WORK REQUIRED:
Output every record word for word.

Pointing records:
..............................
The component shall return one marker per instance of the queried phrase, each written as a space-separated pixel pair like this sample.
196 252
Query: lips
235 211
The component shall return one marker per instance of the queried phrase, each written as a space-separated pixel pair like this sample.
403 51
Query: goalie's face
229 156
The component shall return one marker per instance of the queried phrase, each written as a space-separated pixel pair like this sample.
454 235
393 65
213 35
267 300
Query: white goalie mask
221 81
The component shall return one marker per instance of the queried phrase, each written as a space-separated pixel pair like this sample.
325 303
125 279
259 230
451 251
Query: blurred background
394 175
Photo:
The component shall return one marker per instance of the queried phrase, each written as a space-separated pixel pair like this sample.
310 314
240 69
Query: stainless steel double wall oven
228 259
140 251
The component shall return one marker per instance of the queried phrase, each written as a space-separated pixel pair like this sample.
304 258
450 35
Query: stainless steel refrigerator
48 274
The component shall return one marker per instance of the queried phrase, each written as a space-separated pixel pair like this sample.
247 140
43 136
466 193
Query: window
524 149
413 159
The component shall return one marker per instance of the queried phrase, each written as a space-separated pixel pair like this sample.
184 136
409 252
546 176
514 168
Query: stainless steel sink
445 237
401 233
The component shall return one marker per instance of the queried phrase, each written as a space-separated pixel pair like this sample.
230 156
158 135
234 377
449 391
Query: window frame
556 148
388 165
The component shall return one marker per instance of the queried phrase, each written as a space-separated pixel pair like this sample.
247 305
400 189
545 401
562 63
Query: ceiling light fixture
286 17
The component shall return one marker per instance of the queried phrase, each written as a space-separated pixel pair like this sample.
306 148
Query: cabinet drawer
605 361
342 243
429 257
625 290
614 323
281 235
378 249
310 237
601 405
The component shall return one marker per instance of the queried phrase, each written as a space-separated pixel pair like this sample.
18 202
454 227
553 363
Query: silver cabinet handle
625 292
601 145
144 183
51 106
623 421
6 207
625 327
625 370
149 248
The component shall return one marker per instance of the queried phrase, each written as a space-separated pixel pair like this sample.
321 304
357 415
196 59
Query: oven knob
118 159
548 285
..............................
EXPECTED ANSWER:
The component shall return one marker per instance of the queried phrase, each written as a space-separated pixel pair like this sample.
196 252
Query: lips
235 211
The component shall return one marker per instance of the queried phrase, each written as a space-separated pixel pair like this sample.
403 51
Query: goalie's face
229 156
The component shall return one marker per instance of the queried phrase, each written as a space-separated pixel pair like this sample.
454 235
393 65
213 35
267 300
Query: white goalie mask
221 81
The component shall return one marker per instance of the queried phrase, each written as a space-separated pixel pair like this sample.
325 303
125 279
259 230
451 251
Query: blurred background
394 175
Photo:
The component shall return one marker per instance of the queried phrase, each written as a space-separated pixel pair like this sample.
310 314
240 69
Query: stainless steel double wall oven
228 259
140 251
The component shall return one marker per instance of the queried phrase, each written as a space-separated pixel pair like this sample.
304 258
450 35
Query: stainless steel refrigerator
48 274
The component shall return one marker per instance of the queried phrase, each written as a space-separated pixel pair like this sample.
247 140
43 136
466 193
Query: window
524 149
413 159
The component shall return one marker per instance of the queried phrase, each written as a space-separated pixel pair like this sample.
184 136
409 252
546 176
514 168
Query: stainless steel sink
445 237
401 233
The component shall return one marker per instance of the queried phrase, each written as a space-separated pixel pair like this sample.
230 156
158 135
234 377
449 391
Query: window frame
556 148
388 165
The component shall return one marker per instance of the queried phrase, each written as a space-separated pixel pair like this sample.
247 305
400 189
545 401
562 63
Query: ceiling light fixture
286 17
The component shall return one marker per instance of the queried phrase, each written as a space-separated pixel pair like this sample.
306 148
Query: cabinet drawer
605 361
342 243
429 257
625 290
614 323
281 235
378 249
310 237
601 405
The component shall return one marker per instance of the queried phrase, each written as a space-separated pixel pair like this sample.
18 202
454 227
553 363
Query: silver cabinet handle
625 292
601 145
144 183
51 106
623 421
6 207
625 327
625 370
149 248
The component shall return one marker per instance of the queried phrase, each written as a space-separated pixel pair like this sample.
321 304
357 415
196 59
Query: oven knob
118 159
548 285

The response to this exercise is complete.